◆ Stated problem
Pick out every line in the rows below that contains the string "instance", and copy each one. Case counts.

◆ Mask labeling rows
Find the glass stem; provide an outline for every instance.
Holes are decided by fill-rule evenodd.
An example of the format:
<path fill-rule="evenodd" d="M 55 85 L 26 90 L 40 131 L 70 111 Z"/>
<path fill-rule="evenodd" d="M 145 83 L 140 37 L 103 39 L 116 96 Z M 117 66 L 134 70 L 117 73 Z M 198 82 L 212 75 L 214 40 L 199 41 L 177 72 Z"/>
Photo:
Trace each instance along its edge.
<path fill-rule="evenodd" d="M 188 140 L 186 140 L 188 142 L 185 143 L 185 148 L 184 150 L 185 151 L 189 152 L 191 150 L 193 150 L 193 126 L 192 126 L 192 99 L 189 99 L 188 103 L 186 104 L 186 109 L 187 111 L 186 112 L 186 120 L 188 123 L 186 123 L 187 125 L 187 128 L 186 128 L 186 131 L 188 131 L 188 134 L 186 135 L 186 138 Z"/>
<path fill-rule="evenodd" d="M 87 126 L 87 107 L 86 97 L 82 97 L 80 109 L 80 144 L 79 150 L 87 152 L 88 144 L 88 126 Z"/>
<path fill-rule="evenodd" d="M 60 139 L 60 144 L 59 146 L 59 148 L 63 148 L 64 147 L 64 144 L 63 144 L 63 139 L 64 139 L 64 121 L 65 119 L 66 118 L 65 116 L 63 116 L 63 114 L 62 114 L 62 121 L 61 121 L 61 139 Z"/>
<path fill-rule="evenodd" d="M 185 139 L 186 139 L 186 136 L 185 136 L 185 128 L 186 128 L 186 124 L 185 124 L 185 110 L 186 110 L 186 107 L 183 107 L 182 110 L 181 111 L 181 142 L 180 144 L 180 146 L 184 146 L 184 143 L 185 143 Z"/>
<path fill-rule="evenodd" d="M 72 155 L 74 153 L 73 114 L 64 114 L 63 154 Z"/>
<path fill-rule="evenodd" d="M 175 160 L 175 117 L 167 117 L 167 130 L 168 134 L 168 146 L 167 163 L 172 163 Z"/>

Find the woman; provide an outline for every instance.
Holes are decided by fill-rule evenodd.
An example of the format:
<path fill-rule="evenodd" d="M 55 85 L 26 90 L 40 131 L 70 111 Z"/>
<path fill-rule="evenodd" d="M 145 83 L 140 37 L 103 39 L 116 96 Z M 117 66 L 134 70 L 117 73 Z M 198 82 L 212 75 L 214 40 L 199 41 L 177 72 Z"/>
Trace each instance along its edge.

◆ Correct output
Find the glass stem; provide an outline for every instance.
Trace each instance along its edge.
Find the woman; provide an outline for every instance.
Trace each instance along its edge.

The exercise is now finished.